==== Data excerpts

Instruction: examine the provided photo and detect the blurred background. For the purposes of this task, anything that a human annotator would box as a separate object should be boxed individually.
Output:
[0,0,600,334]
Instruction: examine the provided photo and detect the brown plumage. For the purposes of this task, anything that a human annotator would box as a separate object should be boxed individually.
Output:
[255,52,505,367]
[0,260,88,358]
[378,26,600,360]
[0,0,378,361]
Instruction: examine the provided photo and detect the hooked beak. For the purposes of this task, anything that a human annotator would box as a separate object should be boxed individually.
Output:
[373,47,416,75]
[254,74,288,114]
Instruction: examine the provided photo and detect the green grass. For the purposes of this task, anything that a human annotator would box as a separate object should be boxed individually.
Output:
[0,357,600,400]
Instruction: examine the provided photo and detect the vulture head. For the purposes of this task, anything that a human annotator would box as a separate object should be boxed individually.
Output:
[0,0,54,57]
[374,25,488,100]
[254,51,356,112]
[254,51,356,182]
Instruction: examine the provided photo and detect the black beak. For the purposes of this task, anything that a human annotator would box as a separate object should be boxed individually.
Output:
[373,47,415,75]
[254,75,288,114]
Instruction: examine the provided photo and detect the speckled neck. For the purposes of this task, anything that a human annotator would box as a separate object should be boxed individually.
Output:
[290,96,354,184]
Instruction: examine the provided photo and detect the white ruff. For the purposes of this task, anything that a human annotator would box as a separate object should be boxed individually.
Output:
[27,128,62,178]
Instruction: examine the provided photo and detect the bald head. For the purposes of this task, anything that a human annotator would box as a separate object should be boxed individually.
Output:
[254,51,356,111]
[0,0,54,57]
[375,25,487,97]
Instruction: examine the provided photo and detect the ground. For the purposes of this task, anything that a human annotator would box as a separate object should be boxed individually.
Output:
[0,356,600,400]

========
==== Data excerpts

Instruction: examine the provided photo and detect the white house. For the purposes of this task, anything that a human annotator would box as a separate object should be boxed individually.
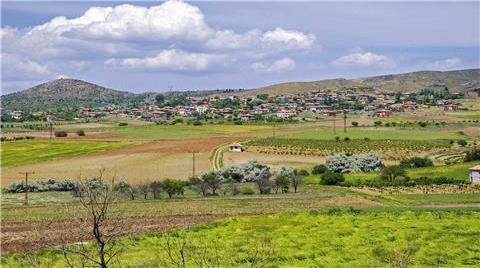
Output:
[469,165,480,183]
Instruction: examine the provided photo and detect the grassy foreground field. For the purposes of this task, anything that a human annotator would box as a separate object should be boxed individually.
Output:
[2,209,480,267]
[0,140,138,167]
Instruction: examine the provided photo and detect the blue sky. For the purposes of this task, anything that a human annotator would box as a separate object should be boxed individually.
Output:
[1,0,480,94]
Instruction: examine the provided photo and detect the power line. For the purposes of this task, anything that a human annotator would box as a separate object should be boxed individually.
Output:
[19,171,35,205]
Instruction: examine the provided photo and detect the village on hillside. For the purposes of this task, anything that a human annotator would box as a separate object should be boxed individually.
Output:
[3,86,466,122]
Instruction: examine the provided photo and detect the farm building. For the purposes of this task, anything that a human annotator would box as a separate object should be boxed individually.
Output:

========

What the task requires — Select every line in the items that contains the word "house", and copy each one. Case counts.

Output —
Instruction: examine the provided photo and detect the white house. For the purposes of this task, anything that a human annotator would box as a separate object should be boxed individually.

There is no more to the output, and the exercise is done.